PROBLEM STATEMENT —
Count the lines in the records below that contain the string "console", and give only that number.

===== EXCERPTED RECORDS

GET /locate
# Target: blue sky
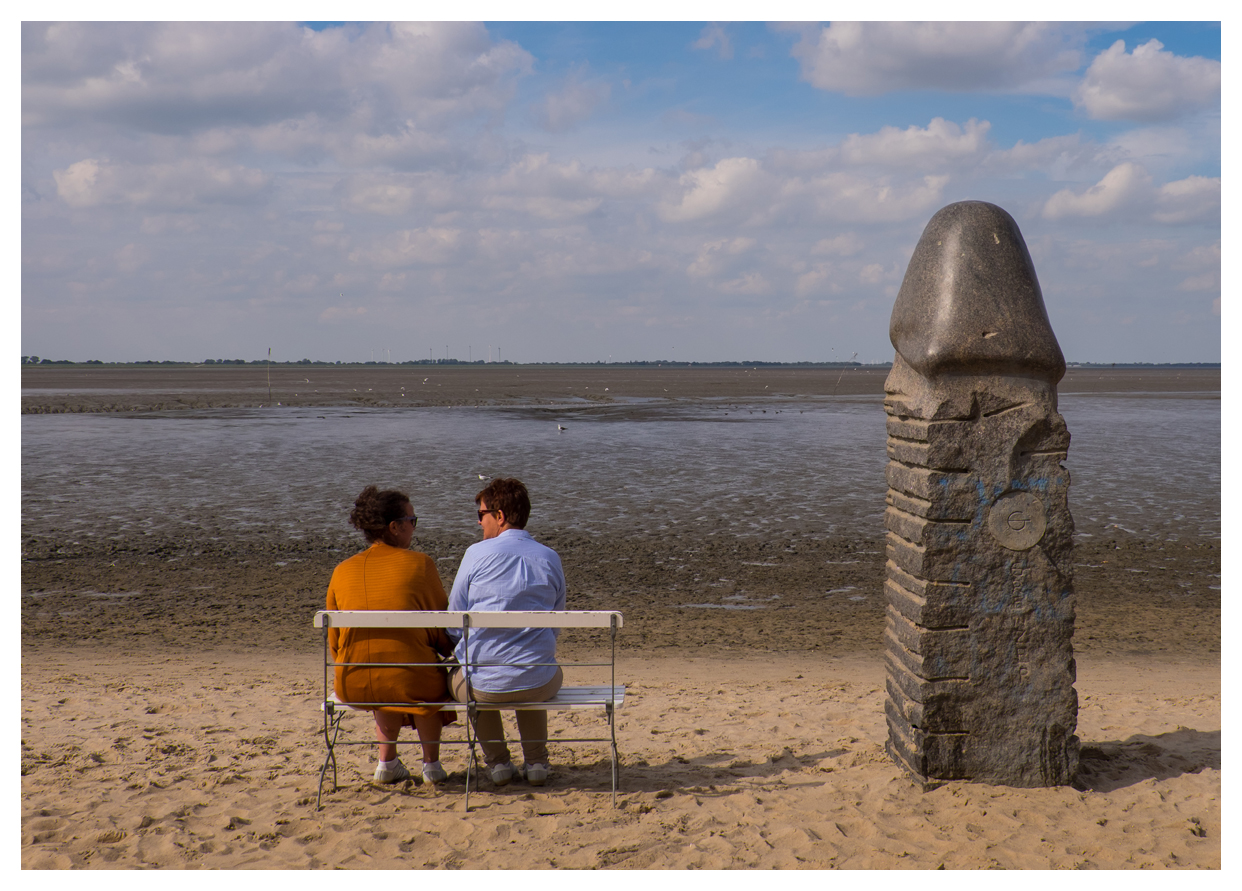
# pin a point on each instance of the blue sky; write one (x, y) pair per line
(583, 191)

==========
===== EXCERPTED RECORDS

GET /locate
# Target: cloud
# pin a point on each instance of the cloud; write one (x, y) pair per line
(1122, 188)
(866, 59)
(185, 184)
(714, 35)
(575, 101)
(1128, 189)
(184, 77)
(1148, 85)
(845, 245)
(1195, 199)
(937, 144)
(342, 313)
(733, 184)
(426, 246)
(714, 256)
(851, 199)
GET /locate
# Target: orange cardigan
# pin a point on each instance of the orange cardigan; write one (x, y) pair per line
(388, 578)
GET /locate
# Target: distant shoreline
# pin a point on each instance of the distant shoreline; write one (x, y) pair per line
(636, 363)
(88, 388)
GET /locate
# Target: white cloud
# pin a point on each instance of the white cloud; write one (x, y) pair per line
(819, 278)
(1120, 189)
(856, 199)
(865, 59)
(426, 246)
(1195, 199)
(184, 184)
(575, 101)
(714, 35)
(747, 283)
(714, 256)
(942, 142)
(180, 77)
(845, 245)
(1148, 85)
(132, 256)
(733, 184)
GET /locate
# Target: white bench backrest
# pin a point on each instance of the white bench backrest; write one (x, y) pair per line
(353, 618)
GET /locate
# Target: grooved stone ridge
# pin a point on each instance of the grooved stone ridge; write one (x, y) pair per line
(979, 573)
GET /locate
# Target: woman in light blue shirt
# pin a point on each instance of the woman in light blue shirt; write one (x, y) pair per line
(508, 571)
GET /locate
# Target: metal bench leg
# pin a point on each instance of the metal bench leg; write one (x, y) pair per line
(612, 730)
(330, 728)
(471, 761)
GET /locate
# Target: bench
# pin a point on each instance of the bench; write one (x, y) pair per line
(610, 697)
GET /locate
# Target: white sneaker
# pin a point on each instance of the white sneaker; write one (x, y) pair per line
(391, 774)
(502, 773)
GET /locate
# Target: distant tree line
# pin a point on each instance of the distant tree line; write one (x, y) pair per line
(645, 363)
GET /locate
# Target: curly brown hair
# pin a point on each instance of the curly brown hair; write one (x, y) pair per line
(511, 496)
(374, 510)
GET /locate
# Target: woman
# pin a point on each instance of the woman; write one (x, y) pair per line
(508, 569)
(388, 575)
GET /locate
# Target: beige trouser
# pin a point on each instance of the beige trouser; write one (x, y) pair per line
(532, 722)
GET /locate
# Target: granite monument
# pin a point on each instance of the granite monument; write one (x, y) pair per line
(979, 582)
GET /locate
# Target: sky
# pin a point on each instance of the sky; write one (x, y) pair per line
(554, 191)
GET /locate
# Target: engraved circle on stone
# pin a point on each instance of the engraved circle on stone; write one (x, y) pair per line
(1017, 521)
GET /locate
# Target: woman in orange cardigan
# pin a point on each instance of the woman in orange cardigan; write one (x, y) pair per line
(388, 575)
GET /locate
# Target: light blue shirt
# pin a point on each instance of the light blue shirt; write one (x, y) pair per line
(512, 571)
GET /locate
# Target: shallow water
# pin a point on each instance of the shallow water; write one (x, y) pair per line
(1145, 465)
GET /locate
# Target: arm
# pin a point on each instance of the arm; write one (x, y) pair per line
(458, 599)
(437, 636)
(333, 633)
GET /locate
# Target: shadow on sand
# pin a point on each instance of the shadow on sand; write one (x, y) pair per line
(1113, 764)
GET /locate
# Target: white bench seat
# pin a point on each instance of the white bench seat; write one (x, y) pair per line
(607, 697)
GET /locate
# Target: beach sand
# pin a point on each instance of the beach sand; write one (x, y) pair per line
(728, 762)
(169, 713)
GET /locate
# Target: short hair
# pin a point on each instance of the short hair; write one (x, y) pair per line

==========
===== EXCERPTED RECORDS

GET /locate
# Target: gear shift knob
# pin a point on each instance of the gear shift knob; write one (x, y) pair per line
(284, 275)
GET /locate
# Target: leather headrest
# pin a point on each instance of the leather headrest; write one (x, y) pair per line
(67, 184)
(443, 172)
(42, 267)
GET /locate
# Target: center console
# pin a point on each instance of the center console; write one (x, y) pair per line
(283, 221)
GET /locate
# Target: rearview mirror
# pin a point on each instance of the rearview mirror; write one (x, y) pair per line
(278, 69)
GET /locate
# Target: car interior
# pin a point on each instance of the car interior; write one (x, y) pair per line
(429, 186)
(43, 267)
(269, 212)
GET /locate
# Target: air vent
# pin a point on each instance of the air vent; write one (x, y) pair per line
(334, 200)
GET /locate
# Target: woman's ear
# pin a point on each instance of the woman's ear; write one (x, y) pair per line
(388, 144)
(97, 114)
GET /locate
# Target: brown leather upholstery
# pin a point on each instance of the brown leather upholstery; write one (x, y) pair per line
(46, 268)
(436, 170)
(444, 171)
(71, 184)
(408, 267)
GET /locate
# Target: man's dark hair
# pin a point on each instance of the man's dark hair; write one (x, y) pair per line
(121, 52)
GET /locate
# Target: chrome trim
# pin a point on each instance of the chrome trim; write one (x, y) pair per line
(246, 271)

==========

TASK RESPONSE —
2